EXERCISE REQUIREMENTS ->
Return every line of the records below verbatim, omitting the pictures.

..............................

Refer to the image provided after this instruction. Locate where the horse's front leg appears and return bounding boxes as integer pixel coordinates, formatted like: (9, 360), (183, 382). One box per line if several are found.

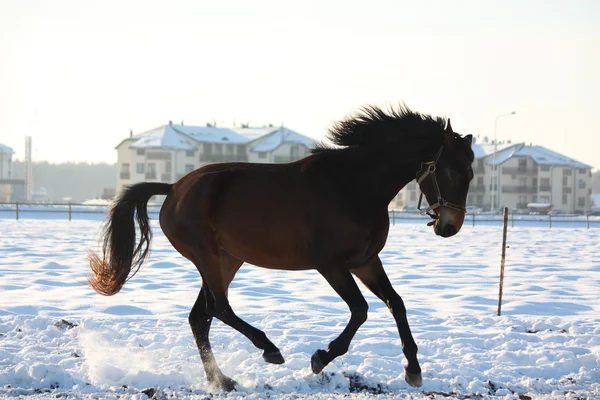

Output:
(352, 257), (423, 387)
(310, 270), (369, 374)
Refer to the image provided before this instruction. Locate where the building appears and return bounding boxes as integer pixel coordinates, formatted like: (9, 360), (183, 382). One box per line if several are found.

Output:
(116, 123), (313, 197)
(0, 144), (24, 202)
(390, 143), (592, 213)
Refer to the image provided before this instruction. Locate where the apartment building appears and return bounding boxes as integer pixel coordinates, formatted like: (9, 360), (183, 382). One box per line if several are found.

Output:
(0, 143), (15, 202)
(116, 123), (313, 193)
(390, 143), (592, 213)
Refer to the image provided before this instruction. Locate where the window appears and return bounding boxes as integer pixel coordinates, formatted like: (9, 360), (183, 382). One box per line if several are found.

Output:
(146, 163), (156, 179)
(290, 145), (300, 157)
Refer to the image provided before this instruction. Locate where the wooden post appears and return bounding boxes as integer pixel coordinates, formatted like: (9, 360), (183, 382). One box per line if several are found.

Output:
(498, 207), (508, 316)
(585, 214), (590, 229)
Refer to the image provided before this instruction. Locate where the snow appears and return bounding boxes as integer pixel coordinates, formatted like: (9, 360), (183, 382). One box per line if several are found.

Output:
(130, 125), (196, 150)
(174, 125), (249, 144)
(236, 127), (314, 152)
(0, 219), (600, 400)
(487, 143), (591, 169)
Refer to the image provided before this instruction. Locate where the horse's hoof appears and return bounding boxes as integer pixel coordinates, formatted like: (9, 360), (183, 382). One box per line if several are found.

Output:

..............................

RESPONSE ->
Refer to the image provided after this instruction. Locate where the horse's front leg appears and return bounding boxes as integer pixel coordinates, formatted like: (9, 360), (183, 382). One box per line if several are found.


Output:
(352, 257), (423, 387)
(310, 270), (369, 374)
Refer to the image provided before this instruction. Locate where the building appears and return bounding boxes as integer pixel coordinates, formatted like: (9, 360), (183, 382). One box per line if several are found.

Output:
(116, 123), (313, 197)
(0, 144), (24, 202)
(390, 143), (592, 213)
Refer to the image provided before this instruction. Locate where the apartment building appears and return bounding boxes as integer pixel coordinates, formatted like: (9, 360), (183, 382). One box per line if several are found.

Output:
(0, 143), (15, 202)
(116, 123), (313, 193)
(390, 143), (592, 213)
Refer to the image provided before this instruction. Locate where the window appears and return bounding boxes as integer pixel coordinates, formatted like: (9, 360), (183, 382). One box per line if several are found.

Output:
(146, 163), (156, 179)
(290, 145), (300, 157)
Refer to the image provided before this instruction. Locate where the wooden post appears and return bounding boxes as integer pixel coordinates, formatted like: (9, 360), (183, 382). One box per line if several are found.

Output:
(498, 207), (508, 316)
(585, 214), (590, 229)
Refer to the image provided before this instruction. Locate where the snow appears and return bounding boxes as integer pixel coordinates, formatted like: (9, 360), (183, 382). One box per line if several are found.

Output:
(130, 125), (196, 150)
(174, 125), (249, 144)
(236, 127), (314, 152)
(0, 219), (600, 400)
(487, 143), (591, 169)
Refer to the image provided before this instruction. Locate where the horse's hoof appears and return bounding boxes as integer pixel coordinates, formatted like: (9, 360), (183, 382). One box per line if several are found.

Output:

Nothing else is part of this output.